ASSIGNMENT =>
Scan the records below, and wherever a line has the word "forest", pull it out.

Saved entries =>
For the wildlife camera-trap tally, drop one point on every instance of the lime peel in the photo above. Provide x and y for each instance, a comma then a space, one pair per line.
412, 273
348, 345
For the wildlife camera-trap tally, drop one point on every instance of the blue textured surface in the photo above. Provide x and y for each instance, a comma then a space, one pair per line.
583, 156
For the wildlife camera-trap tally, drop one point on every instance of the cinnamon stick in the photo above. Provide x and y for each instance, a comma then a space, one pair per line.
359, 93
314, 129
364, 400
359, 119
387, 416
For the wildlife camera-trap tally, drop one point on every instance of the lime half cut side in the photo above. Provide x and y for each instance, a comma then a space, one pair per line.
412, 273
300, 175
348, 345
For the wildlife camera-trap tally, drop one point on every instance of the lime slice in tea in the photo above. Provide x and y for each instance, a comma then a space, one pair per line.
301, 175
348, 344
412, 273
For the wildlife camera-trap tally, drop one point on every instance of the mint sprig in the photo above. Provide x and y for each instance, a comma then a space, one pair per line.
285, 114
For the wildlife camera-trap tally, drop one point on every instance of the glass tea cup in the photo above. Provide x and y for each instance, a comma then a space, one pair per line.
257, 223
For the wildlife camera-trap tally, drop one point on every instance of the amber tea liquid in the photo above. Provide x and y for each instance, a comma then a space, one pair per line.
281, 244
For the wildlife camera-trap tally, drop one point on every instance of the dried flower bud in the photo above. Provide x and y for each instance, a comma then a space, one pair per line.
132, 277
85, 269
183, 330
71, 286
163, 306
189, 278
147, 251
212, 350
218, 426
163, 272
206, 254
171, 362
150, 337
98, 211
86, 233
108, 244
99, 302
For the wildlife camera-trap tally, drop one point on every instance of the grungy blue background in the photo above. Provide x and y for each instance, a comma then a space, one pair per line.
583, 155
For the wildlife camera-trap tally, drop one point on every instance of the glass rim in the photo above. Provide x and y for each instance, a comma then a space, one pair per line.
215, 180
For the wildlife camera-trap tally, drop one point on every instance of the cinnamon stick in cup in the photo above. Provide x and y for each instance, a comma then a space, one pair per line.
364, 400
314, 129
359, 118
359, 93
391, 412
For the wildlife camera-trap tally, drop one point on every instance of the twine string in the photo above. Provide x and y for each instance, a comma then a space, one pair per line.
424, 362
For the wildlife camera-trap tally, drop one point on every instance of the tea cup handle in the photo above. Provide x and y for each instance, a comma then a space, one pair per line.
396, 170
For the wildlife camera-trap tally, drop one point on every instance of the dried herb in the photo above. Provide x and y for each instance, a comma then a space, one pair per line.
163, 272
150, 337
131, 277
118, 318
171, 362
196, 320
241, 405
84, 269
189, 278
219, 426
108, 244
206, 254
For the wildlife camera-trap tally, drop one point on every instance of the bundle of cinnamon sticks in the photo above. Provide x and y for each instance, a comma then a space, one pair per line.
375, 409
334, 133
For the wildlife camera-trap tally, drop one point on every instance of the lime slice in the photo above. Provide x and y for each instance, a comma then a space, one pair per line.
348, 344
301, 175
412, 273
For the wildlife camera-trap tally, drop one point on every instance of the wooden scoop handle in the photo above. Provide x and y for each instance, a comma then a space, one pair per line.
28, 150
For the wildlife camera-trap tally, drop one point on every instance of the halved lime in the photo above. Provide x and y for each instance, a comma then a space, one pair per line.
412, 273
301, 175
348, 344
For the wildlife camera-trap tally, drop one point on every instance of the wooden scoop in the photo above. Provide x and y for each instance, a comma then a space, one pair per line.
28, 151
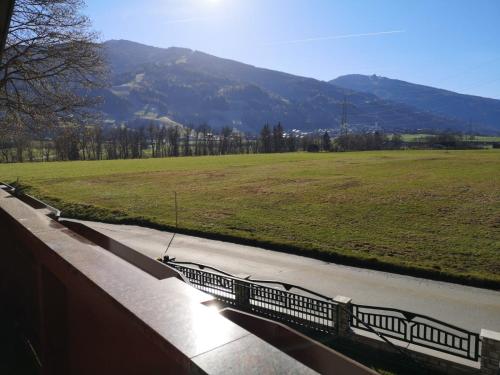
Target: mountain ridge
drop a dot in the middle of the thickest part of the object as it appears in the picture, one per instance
(475, 110)
(192, 87)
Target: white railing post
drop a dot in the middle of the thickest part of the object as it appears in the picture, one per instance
(343, 315)
(490, 352)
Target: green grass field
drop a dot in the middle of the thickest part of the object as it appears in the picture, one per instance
(421, 210)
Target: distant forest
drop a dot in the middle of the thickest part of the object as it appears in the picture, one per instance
(81, 142)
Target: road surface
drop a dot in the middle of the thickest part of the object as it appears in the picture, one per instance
(467, 307)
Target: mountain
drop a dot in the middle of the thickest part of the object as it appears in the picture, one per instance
(191, 87)
(482, 113)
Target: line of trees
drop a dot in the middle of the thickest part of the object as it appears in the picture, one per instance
(86, 142)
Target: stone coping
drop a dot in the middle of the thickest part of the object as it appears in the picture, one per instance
(169, 310)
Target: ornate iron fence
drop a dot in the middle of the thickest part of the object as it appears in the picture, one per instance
(416, 329)
(315, 311)
(274, 303)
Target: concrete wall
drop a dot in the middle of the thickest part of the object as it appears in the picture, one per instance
(86, 310)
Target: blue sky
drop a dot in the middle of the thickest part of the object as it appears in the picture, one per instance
(452, 44)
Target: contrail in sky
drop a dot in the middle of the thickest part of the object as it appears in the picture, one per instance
(333, 37)
(192, 19)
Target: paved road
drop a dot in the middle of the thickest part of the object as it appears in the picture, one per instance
(467, 307)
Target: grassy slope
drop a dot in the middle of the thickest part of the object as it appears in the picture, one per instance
(434, 210)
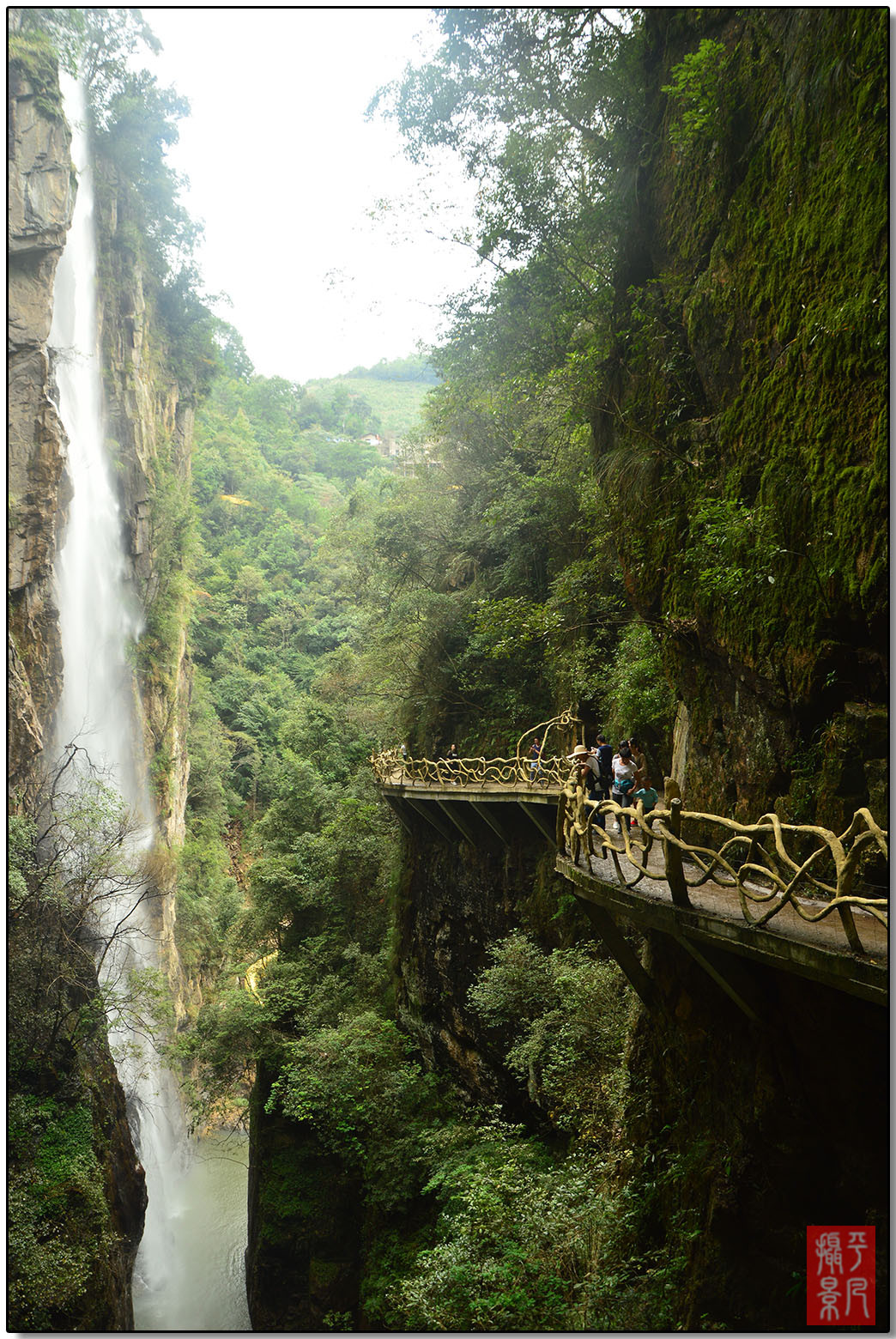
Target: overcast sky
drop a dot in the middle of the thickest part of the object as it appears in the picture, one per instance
(284, 173)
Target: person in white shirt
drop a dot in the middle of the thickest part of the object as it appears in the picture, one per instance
(624, 772)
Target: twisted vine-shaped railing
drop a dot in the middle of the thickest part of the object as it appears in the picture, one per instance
(754, 858)
(771, 863)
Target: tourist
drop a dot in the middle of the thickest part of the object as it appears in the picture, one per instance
(604, 754)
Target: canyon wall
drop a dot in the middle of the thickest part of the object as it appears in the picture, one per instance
(107, 1216)
(748, 392)
(42, 197)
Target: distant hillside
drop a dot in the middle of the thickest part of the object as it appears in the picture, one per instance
(394, 391)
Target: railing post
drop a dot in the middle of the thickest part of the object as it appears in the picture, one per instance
(674, 867)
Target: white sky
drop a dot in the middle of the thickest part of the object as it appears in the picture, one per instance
(284, 172)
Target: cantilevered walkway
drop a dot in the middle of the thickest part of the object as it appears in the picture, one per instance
(789, 896)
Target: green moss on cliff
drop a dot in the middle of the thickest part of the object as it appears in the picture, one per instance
(753, 368)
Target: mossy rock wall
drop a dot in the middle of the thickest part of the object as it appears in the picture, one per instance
(741, 1135)
(749, 386)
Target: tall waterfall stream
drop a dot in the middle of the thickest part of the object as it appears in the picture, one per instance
(189, 1272)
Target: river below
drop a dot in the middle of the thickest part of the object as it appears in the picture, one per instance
(205, 1288)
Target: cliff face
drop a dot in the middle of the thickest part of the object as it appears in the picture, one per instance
(747, 1138)
(749, 385)
(40, 205)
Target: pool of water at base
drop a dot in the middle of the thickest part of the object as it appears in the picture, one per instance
(208, 1223)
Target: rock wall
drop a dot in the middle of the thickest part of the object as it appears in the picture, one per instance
(40, 205)
(456, 903)
(149, 432)
(749, 383)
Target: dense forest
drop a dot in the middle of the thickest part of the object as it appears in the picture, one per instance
(654, 492)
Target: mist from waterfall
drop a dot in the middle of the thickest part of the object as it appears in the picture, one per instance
(100, 624)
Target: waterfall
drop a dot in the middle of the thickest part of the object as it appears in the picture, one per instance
(100, 623)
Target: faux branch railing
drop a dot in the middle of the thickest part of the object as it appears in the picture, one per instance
(393, 767)
(771, 863)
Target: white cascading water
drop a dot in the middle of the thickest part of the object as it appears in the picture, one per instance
(100, 621)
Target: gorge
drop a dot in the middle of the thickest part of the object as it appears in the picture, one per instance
(654, 488)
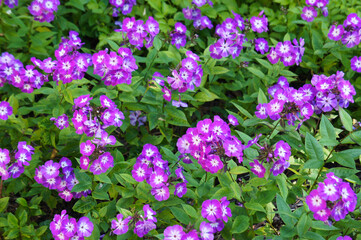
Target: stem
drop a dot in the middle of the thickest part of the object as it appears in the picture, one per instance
(1, 188)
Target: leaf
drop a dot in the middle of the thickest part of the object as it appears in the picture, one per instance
(240, 224)
(313, 150)
(254, 206)
(261, 97)
(218, 70)
(303, 224)
(326, 128)
(180, 216)
(242, 110)
(3, 203)
(284, 211)
(84, 205)
(256, 72)
(176, 117)
(345, 119)
(282, 184)
(190, 210)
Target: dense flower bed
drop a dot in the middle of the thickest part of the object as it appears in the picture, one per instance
(180, 120)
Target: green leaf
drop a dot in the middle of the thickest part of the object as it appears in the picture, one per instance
(84, 205)
(314, 151)
(254, 206)
(261, 97)
(326, 128)
(3, 203)
(256, 72)
(219, 70)
(240, 224)
(190, 210)
(282, 184)
(345, 119)
(242, 110)
(303, 224)
(176, 117)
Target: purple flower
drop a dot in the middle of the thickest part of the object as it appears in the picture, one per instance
(120, 225)
(206, 231)
(259, 24)
(87, 148)
(160, 194)
(308, 14)
(85, 227)
(356, 64)
(336, 32)
(5, 110)
(211, 210)
(173, 233)
(315, 202)
(261, 45)
(61, 122)
(180, 189)
(257, 168)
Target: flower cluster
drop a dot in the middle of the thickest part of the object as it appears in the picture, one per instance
(187, 75)
(215, 211)
(200, 22)
(136, 31)
(70, 64)
(178, 36)
(332, 199)
(289, 52)
(91, 120)
(142, 224)
(43, 10)
(10, 3)
(59, 176)
(277, 155)
(12, 71)
(125, 6)
(113, 68)
(61, 122)
(260, 23)
(151, 167)
(5, 110)
(325, 94)
(231, 40)
(135, 116)
(211, 143)
(12, 163)
(348, 33)
(63, 227)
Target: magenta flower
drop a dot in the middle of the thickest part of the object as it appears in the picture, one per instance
(173, 232)
(211, 210)
(5, 110)
(336, 32)
(315, 202)
(308, 14)
(87, 148)
(85, 227)
(120, 225)
(61, 122)
(356, 64)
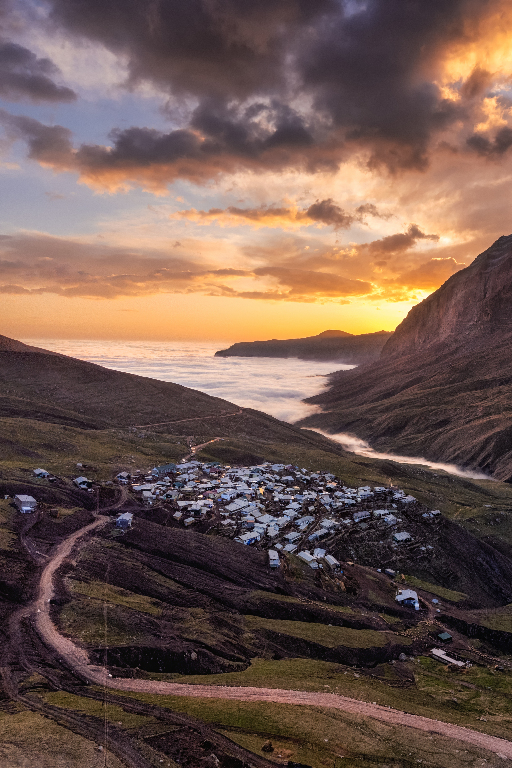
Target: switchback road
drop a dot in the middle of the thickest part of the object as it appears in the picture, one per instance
(78, 660)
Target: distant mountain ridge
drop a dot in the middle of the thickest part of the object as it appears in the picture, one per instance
(344, 348)
(442, 387)
(473, 303)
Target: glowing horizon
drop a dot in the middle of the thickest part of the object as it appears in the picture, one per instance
(272, 173)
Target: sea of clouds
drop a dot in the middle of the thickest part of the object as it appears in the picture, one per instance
(276, 386)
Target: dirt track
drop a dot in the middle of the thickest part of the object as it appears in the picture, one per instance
(193, 418)
(78, 660)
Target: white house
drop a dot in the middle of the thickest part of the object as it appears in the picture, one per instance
(124, 521)
(408, 597)
(82, 482)
(25, 503)
(273, 558)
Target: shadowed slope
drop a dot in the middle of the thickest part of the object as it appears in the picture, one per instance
(329, 345)
(443, 385)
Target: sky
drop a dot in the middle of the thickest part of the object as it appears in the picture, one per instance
(246, 169)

OUTPUT OF THE TASK =>
Target: distant forest
Target: dense forest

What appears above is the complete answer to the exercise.